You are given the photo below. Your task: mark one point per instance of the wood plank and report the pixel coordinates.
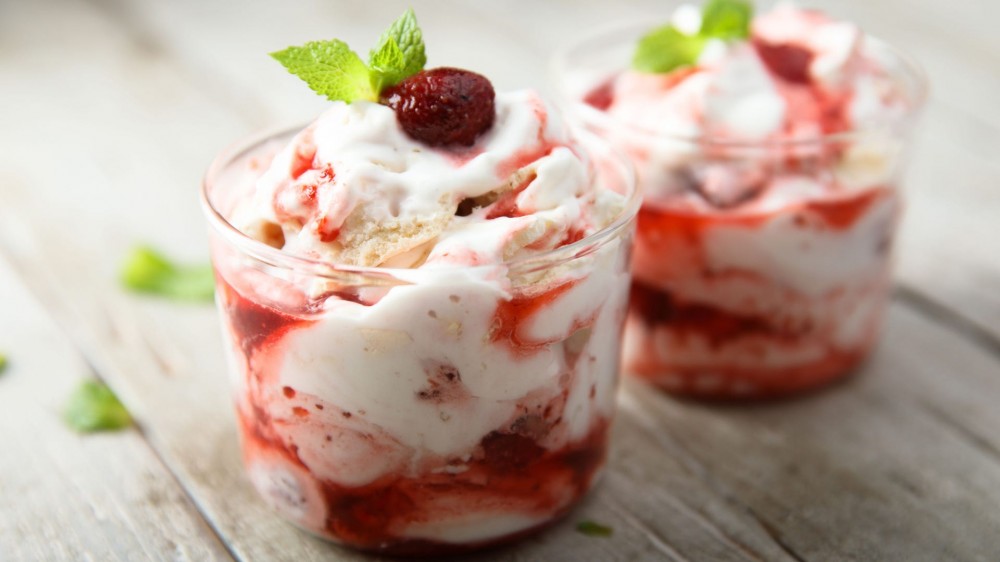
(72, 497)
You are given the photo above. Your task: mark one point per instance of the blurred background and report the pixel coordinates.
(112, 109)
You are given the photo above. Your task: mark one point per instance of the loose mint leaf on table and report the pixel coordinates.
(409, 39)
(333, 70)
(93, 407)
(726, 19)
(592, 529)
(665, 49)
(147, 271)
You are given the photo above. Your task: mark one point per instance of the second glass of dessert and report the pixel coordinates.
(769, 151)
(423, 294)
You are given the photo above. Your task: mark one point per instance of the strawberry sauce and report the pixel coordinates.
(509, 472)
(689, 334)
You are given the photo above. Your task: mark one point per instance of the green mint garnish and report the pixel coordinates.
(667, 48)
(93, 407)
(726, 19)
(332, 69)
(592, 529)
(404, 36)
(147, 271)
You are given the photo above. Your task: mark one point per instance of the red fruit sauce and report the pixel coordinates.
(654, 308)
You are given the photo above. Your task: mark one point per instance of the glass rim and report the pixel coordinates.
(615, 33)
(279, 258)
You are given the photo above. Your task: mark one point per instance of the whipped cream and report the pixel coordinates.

........

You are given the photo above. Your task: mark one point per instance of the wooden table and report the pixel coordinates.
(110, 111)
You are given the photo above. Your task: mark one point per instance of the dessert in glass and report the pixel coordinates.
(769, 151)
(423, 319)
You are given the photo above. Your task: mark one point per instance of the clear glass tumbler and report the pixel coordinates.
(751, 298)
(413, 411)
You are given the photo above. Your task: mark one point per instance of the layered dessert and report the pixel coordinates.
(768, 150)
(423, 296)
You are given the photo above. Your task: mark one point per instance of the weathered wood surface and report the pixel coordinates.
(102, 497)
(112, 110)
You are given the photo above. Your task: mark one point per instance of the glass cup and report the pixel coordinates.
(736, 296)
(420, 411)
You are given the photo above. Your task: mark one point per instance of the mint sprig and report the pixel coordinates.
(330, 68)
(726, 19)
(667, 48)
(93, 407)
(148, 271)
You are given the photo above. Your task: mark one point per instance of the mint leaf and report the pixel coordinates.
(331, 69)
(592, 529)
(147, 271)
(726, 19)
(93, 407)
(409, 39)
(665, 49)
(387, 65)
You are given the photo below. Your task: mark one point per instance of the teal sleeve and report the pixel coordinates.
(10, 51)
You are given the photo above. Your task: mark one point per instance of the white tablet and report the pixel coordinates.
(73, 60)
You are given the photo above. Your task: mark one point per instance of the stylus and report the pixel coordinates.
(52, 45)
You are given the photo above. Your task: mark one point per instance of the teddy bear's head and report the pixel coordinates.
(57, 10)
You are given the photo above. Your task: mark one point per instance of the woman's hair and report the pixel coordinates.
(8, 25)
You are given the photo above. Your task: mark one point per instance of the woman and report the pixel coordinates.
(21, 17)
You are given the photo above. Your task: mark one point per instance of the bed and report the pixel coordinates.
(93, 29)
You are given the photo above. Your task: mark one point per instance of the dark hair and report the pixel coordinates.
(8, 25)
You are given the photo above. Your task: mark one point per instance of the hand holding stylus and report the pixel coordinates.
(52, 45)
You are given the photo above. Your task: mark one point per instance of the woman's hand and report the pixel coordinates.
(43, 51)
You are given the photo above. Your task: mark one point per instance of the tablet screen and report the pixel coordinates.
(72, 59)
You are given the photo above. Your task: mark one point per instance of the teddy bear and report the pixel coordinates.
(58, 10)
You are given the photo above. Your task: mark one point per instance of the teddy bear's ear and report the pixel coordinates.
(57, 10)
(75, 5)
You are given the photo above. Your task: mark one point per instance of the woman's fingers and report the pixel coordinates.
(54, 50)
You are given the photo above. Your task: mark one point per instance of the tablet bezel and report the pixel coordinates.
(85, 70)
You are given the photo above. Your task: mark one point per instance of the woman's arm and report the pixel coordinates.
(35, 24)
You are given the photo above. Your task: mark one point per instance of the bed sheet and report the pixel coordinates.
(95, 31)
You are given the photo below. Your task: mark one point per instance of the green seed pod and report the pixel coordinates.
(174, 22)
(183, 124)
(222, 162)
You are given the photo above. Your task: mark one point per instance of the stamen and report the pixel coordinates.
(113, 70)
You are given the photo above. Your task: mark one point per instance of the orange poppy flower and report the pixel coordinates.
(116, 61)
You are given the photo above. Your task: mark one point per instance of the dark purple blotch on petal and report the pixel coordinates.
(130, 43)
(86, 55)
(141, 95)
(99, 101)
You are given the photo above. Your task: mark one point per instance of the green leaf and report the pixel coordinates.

........

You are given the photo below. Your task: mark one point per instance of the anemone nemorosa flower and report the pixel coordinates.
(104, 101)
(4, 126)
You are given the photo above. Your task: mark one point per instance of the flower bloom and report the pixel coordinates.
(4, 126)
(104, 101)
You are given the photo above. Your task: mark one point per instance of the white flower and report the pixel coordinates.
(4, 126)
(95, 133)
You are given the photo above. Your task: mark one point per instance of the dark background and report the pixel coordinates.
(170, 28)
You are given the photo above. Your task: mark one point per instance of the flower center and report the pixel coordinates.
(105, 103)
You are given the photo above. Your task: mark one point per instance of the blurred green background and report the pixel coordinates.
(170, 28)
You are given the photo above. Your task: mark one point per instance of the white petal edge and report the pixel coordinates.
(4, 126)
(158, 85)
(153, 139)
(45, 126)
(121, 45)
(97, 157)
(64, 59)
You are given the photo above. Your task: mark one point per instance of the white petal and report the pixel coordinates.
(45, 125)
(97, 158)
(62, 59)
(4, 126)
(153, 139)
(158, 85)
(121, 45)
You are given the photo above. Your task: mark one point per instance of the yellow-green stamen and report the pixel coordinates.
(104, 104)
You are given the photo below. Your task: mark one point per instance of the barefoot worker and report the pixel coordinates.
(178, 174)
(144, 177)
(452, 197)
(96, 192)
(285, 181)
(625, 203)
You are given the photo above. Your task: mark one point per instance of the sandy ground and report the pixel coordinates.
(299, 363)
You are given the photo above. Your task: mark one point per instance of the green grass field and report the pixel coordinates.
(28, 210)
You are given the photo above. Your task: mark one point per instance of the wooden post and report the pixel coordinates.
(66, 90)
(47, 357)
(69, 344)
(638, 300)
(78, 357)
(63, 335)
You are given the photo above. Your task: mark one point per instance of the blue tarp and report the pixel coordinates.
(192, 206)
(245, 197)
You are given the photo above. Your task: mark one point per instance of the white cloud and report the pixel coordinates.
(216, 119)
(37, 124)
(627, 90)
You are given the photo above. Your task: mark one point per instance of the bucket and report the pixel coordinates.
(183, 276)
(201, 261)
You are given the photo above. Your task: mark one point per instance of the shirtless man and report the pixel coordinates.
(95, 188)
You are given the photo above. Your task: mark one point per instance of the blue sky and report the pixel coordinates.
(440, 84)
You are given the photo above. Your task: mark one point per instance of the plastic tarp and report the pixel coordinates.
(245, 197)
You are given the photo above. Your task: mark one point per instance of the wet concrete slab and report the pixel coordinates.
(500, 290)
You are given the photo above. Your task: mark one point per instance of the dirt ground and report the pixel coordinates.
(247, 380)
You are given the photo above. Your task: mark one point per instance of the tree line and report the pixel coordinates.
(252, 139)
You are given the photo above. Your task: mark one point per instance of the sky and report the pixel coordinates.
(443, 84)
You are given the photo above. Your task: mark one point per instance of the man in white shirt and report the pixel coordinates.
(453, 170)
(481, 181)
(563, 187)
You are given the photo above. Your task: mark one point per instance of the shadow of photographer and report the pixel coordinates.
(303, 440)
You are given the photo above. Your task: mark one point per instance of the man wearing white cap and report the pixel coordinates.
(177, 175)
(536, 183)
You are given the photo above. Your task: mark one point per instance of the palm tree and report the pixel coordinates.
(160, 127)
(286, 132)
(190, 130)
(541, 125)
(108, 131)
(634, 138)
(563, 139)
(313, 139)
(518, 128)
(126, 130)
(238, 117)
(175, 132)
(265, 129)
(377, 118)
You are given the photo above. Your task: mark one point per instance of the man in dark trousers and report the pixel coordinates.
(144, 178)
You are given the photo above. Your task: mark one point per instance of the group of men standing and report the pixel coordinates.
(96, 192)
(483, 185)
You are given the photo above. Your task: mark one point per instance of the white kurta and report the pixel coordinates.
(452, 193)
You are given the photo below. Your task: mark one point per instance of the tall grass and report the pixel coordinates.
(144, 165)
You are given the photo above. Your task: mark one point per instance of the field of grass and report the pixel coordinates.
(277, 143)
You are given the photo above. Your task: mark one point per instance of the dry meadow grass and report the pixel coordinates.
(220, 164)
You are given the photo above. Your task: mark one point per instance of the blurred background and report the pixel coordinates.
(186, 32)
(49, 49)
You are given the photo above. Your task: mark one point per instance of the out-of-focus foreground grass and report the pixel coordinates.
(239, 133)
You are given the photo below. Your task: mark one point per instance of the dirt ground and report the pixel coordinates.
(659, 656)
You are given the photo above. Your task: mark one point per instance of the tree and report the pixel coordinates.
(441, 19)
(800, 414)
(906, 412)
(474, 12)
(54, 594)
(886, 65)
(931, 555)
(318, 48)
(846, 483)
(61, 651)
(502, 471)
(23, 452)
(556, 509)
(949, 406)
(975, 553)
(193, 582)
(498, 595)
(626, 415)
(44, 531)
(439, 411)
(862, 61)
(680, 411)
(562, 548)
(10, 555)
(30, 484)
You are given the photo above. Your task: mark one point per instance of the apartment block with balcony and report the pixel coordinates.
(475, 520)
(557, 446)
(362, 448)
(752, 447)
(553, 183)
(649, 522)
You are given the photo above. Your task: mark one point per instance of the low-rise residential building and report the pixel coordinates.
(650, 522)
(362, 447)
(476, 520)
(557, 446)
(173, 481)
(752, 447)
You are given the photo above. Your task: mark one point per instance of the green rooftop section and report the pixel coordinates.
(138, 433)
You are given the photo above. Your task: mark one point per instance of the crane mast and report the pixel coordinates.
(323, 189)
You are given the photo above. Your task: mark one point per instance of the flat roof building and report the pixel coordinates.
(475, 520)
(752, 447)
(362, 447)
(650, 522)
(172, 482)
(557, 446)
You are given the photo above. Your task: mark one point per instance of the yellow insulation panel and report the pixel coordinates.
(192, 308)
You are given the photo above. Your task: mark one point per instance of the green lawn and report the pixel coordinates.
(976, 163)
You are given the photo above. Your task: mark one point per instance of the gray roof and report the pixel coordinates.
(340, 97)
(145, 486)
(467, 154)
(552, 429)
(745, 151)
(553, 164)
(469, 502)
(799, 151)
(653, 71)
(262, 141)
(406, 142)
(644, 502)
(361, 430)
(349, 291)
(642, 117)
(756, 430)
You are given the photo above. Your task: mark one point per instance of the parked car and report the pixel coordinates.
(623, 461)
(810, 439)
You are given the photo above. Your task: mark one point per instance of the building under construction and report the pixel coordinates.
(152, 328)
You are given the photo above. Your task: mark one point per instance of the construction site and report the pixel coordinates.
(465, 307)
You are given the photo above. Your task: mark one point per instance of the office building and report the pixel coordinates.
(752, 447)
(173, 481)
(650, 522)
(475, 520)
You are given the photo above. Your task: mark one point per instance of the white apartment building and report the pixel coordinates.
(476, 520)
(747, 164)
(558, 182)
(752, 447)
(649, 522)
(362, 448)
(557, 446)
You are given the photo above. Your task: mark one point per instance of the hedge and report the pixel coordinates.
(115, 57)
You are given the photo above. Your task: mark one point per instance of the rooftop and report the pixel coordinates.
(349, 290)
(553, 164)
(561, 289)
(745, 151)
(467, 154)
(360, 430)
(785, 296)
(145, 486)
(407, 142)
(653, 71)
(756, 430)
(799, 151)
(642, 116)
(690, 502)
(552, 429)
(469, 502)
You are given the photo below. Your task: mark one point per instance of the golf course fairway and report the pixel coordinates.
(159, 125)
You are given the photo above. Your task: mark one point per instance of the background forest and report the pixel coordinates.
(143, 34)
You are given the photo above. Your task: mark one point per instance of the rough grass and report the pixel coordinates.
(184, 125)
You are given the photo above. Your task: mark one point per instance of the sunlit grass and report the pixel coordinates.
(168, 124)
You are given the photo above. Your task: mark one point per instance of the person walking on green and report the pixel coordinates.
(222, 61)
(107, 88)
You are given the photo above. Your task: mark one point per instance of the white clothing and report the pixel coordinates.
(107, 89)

........

Rewrite the records starting at the line that contains "plank and report the pixel coordinates." and ending at the line that contains "cream and report the pixel coordinates.", with "mint" changed to "basil" and nothing else altered. Leave out the pictures.

Complete response:
You are given the photo below. Your task: mark one point per instance of the wood plank and report the pixel coordinates.
(72, 497)
You are given the photo above. Your task: mark one point per instance of the blurred background and report the pixel coordinates.
(112, 109)
You are given the photo above. Your task: mark one point per instance of the loose basil leaf on table and report the pixel coordinates.
(409, 39)
(333, 70)
(93, 407)
(726, 19)
(592, 529)
(665, 49)
(147, 271)
You are given the photo above. Your task: mark one point per instance of the second glass of dessert and report the pixel coordinates.
(769, 151)
(423, 294)
You are given the photo above. Your task: mark one point per instance of the strawberry sauce and report the pixel coordinates.
(509, 472)
(689, 334)
You are given the photo above. Your task: mark one point per instance of the green basil garnish and report the pixel coordinates.
(667, 48)
(93, 407)
(726, 19)
(332, 69)
(592, 529)
(404, 36)
(147, 271)
You are given the photo above. Your task: mark one point per instance of the red fruit sauce and report the pixel coordinates.
(654, 308)
You are given the photo above. Your task: mark one point per instance of the glass rim and report the pixel coordinates.
(615, 33)
(279, 258)
You are given the photo above. Your task: mark one point per instance of the whipped cream and report the pixel coordinates.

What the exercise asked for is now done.